#### ABOUT THIS EXERCISE
Reproduce the data below exactly as it appears, omitting the pictures.

───── EXTRACTED INFORMATION

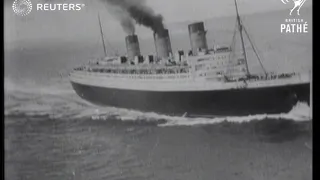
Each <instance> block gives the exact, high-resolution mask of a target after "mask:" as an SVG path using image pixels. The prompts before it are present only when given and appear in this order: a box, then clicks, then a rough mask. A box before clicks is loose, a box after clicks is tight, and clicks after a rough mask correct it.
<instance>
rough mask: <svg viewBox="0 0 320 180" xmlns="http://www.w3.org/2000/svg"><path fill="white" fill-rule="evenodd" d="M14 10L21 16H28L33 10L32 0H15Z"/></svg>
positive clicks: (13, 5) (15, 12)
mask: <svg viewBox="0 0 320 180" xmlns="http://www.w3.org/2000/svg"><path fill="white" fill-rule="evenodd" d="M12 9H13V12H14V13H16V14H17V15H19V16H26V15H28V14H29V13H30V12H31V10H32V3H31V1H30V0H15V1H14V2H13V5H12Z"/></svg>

──────────

#### ANSWER SECTION
Each <instance> block gives the exact, high-resolution mask of a target after "mask:" as an SVG path using image pixels. The prompts before it are present only when given and appear in this order: a box, then clicks, then a rough mask. A box before clicks is loose, a box after clicks is tight, and clicks after a rough mask correct it.
<instance>
rough mask: <svg viewBox="0 0 320 180" xmlns="http://www.w3.org/2000/svg"><path fill="white" fill-rule="evenodd" d="M14 10L21 16H28L33 10L32 0H15Z"/></svg>
positive clicks: (13, 5) (15, 12)
mask: <svg viewBox="0 0 320 180" xmlns="http://www.w3.org/2000/svg"><path fill="white" fill-rule="evenodd" d="M12 9H13V12H14V13H16V14H17V15H19V16H26V15H28V14H29V13H30V12H31V10H32V3H31V1H30V0H15V1H14V2H13V5H12Z"/></svg>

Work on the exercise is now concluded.